> _Work to be completed_:
Render every line of the entries below as a numbered list, omitting any blank lines.

[Dataset entries]
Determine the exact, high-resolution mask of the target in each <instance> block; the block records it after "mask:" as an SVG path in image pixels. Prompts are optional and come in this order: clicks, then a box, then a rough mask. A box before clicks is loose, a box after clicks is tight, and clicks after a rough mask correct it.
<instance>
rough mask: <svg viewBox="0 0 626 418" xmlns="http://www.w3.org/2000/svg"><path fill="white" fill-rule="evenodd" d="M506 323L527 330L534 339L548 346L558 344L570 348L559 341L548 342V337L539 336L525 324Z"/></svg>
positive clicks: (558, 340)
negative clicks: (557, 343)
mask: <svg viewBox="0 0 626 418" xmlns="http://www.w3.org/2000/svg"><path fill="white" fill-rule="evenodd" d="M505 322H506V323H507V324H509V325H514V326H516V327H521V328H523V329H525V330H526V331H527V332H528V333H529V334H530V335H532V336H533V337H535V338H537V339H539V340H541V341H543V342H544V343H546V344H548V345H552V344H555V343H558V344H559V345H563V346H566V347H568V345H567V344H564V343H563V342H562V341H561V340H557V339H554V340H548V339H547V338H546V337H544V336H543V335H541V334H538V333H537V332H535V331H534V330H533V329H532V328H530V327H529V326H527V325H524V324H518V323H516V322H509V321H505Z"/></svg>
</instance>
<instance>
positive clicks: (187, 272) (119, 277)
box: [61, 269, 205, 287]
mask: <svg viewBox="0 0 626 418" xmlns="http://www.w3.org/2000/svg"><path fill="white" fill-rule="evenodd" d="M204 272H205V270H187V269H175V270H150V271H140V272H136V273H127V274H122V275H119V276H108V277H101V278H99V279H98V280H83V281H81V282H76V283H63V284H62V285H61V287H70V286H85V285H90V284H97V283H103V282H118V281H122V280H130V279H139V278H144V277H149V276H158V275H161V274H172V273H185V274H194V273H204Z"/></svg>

> _Reply to the task_:
1. Determine the exact, high-resolution mask of the target in each <instance> block; the block records it after "mask:" as an SVG path in image pixels. Prompts are optional and come in this order: clicks, then a box, then a rough mask. A box before clicks is loose, a box after clicks is tight, and clicks after a rough mask correct it.
2. <instance>
3. rough mask: <svg viewBox="0 0 626 418" xmlns="http://www.w3.org/2000/svg"><path fill="white" fill-rule="evenodd" d="M506 323L527 330L534 339L548 346L558 344L570 348L559 341L548 342V337L539 336L525 324Z"/></svg>
4. positive clicks: (558, 340)
5. negative clicks: (557, 343)
6. mask: <svg viewBox="0 0 626 418" xmlns="http://www.w3.org/2000/svg"><path fill="white" fill-rule="evenodd" d="M505 322H506V323H507V324H509V325H514V326H516V327H521V328H523V329H525V330H526V331H527V332H528V333H529V334H530V335H532V336H533V337H535V338H537V339H539V340H541V341H543V342H544V343H546V344H548V345H552V344H555V343H558V344H559V345H563V346H566V347H568V345H567V344H564V343H563V342H562V341H561V340H557V339H554V340H548V339H547V338H546V337H544V336H543V335H541V334H538V333H537V332H535V331H534V330H533V329H532V328H530V327H529V326H527V325H524V324H518V323H516V322H509V321H505Z"/></svg>
7. </instance>
8. <instance>
9. positive clicks: (187, 272) (119, 277)
10. box: [61, 269, 205, 287]
11. mask: <svg viewBox="0 0 626 418" xmlns="http://www.w3.org/2000/svg"><path fill="white" fill-rule="evenodd" d="M204 272H205V270H187V269H175V270H150V271H140V272H136V273H127V274H122V275H119V276H108V277H101V278H99V279H98V280H83V281H81V282H76V283H63V284H62V285H61V287H70V286H85V285H90V284H97V283H103V282H118V281H122V280H130V279H139V278H144V277H149V276H158V275H161V274H172V273H185V274H194V273H204Z"/></svg>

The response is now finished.